* [TASK BRIEF] Work out how many lines of the records contain "below". Answer with the number and nothing else.

* [DATA TO PROCESS]
★ ★ ★ ★ ★

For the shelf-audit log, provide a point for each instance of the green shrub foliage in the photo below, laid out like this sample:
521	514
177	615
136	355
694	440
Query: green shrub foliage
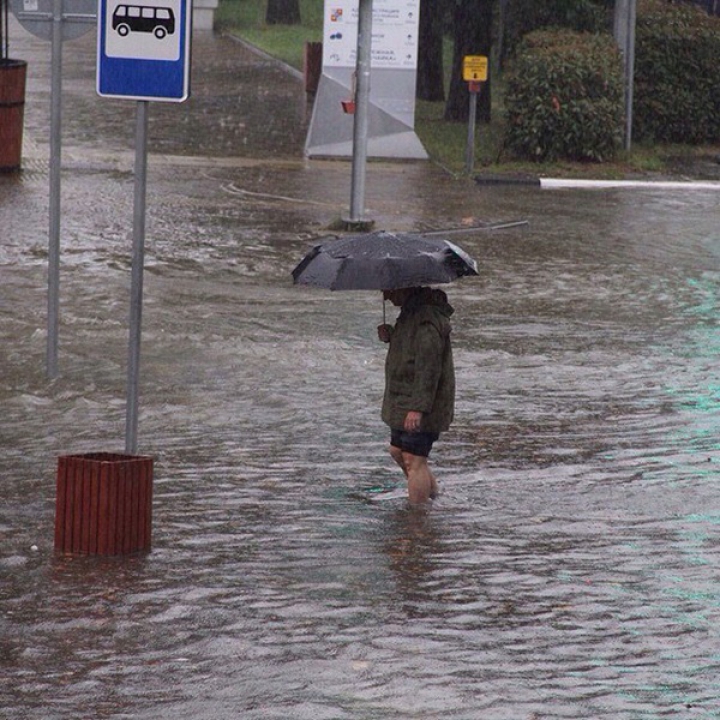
564	97
677	74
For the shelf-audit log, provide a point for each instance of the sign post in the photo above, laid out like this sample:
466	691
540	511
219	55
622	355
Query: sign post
56	21
475	74
143	54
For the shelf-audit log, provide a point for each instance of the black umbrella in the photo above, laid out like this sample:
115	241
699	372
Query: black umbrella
382	261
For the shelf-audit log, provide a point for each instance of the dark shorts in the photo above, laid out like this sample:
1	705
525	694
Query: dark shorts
414	443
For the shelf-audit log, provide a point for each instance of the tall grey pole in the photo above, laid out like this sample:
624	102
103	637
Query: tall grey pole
624	31
136	289
362	101
53	319
470	145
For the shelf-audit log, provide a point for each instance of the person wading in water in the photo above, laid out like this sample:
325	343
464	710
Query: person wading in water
419	400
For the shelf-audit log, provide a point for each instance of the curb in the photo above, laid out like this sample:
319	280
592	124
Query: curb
580	184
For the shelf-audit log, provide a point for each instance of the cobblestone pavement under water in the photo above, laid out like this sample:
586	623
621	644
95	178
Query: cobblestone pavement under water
569	568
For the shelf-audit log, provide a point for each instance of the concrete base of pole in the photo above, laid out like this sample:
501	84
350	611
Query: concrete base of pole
349	225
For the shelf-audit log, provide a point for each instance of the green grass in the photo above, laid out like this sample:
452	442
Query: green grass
444	141
246	18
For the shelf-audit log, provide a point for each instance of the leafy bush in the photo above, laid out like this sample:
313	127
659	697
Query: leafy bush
564	97
525	16
677	74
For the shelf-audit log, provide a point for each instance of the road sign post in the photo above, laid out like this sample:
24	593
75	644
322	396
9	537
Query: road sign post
56	21
475	74
143	54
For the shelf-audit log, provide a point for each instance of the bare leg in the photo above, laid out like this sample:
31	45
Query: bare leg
397	455
421	483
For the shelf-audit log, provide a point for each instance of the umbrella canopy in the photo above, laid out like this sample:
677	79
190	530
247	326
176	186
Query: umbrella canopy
382	261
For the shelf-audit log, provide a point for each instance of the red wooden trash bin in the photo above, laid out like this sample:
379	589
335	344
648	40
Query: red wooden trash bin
103	504
12	110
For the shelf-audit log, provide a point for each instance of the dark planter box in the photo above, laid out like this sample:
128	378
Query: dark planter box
103	504
12	109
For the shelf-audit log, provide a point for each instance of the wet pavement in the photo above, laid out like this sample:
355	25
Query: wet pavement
569	568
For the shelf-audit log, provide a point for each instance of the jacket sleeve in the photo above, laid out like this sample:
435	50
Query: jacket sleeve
429	348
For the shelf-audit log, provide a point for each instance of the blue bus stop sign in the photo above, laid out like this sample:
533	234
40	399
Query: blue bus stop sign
144	49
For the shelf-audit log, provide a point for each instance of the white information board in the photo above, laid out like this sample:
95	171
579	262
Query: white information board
394	33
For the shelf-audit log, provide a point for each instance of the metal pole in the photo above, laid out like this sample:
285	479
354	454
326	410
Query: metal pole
470	148
624	32
630	71
55	152
136	289
360	127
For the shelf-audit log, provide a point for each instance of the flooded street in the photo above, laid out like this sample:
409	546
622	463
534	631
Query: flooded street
569	568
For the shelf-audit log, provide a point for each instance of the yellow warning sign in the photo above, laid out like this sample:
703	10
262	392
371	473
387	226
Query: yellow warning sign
475	68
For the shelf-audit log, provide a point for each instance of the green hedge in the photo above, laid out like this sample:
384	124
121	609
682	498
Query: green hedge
677	74
564	97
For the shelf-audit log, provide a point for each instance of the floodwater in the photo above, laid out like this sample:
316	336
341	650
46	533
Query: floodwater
569	568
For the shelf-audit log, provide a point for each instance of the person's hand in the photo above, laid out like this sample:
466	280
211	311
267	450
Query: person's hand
384	332
413	420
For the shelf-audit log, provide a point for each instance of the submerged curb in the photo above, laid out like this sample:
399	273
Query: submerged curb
577	183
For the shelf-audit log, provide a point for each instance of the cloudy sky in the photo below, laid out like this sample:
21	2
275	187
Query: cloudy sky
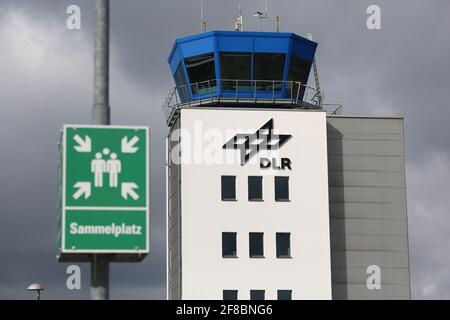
46	75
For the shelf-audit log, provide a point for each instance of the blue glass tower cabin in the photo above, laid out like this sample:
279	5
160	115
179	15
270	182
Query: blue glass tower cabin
229	67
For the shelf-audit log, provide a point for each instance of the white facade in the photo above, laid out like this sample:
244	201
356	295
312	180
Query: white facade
197	216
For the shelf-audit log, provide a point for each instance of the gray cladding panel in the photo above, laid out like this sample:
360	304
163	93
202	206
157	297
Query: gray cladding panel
367	194
173	226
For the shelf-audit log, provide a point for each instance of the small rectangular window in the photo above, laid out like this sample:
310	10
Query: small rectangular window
256	242
228	188
257	294
281	188
283	245
236	70
284	294
229	245
202	73
229	294
254	188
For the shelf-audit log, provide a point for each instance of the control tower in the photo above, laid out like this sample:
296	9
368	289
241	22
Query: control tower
269	196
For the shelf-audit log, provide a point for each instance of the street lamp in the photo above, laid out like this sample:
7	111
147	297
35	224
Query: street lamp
37	288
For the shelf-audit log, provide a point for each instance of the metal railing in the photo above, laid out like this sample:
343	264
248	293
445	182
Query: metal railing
243	91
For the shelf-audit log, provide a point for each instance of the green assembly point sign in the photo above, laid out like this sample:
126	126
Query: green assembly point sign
105	189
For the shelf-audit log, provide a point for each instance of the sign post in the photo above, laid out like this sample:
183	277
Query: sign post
105	205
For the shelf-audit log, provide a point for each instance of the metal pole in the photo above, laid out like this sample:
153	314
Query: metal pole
100	277
101	110
101	116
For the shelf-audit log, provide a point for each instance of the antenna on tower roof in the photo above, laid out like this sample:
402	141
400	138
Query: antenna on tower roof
203	22
239	25
260	15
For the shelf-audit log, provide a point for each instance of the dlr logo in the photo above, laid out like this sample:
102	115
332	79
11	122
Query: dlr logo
275	164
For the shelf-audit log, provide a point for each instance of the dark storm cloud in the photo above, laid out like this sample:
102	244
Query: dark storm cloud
401	69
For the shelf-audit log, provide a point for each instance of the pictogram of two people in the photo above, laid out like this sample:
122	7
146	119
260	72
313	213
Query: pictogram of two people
111	166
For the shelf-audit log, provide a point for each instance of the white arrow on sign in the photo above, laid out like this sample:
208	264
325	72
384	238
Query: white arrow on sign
83	145
127	190
84	188
128	146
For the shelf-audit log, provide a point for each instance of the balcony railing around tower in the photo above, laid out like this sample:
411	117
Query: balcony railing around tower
231	91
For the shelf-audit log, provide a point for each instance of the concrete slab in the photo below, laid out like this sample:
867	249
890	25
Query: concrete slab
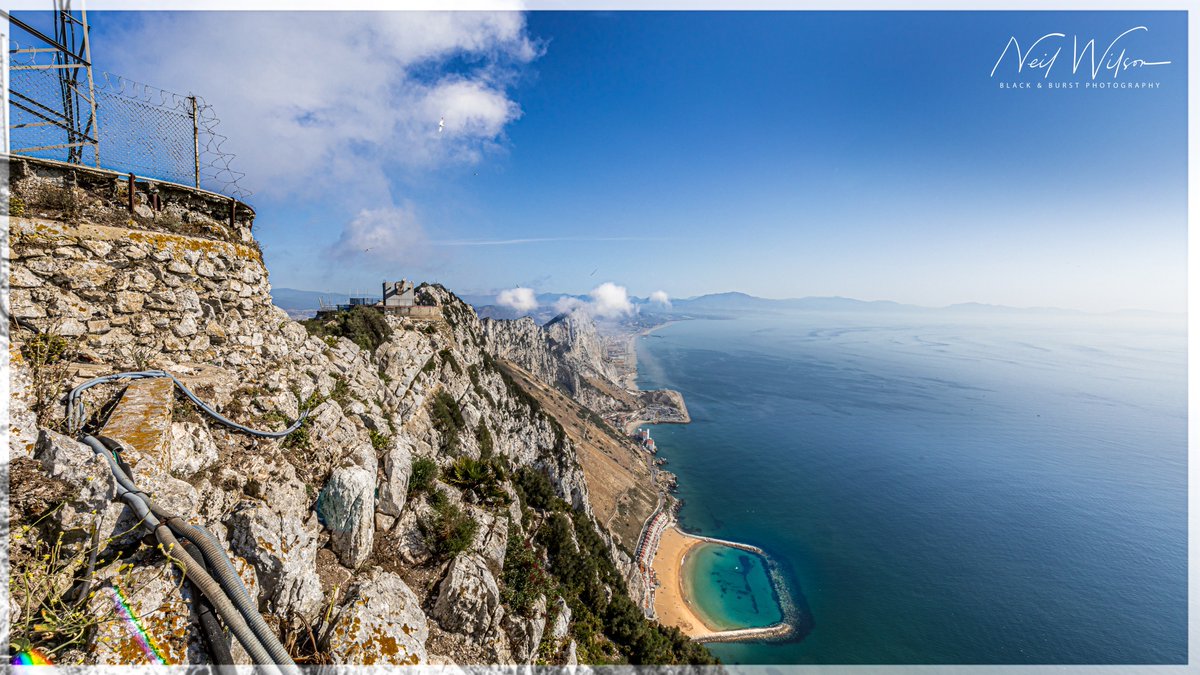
141	422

★ ★ ★ ★ ★

* [RESULT FOR THIS TASK] 3